▶ WHAT TO WORK ON
Reproduce, character for character, every line of the material below, starting with the line that contains "the woman's face." and continuing through the final line of the material.

Point placement records:
+ + + + + + +

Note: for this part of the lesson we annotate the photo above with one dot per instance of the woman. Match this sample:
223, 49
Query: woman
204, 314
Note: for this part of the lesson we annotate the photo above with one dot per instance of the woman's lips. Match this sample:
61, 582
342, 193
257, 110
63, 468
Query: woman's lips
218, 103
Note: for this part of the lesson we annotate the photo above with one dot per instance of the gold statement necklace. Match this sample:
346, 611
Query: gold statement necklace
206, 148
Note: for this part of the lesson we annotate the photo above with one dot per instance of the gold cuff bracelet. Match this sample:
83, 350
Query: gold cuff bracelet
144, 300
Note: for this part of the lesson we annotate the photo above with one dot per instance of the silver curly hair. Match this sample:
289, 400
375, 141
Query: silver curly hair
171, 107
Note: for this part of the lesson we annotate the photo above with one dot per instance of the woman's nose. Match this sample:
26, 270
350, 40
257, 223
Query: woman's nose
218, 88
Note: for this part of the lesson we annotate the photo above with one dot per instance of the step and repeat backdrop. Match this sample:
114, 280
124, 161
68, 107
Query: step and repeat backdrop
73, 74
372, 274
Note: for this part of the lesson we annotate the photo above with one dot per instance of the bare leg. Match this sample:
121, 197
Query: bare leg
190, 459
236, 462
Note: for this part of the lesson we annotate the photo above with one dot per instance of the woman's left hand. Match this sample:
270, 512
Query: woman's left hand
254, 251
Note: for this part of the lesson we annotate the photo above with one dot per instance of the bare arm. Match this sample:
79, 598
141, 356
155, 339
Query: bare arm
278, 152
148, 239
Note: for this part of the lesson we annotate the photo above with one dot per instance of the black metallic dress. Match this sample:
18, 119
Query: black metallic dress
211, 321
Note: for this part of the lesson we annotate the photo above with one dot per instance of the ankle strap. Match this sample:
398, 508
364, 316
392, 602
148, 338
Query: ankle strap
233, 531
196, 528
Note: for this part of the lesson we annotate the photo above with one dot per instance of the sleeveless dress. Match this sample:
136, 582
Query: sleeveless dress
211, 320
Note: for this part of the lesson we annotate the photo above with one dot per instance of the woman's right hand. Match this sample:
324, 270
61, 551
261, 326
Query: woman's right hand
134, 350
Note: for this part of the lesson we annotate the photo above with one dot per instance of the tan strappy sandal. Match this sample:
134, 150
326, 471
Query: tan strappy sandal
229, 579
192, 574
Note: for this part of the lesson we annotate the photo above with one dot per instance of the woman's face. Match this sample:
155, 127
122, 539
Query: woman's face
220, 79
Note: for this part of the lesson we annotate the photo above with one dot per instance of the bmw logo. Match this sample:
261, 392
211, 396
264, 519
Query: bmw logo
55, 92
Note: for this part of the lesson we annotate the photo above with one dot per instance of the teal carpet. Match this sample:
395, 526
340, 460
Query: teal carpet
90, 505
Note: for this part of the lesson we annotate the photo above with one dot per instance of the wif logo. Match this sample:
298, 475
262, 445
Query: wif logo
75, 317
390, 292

+ + + + + + +

▶ THE RESULT
Note: for this part of the lesson we annotate the photo above with one dot per instance of the woman's face. Match this sample:
155, 127
122, 539
Query: woman's face
220, 79
Note: for this part of the lesson we annotate the photo above with one dot per instance of the bmw logo. Match this sample:
261, 392
211, 396
264, 519
Query: bmw logo
55, 92
Note: for this part of the lesson we annotate the photo above with one dot per instance of the teal carpet. Match this sample:
395, 526
340, 460
Query: teal carpet
90, 505
Note: for this part of the lesson we annotate the photo above with one dot per instance of the wif logo. Match this sample:
298, 475
262, 445
Query: wif logo
75, 317
390, 292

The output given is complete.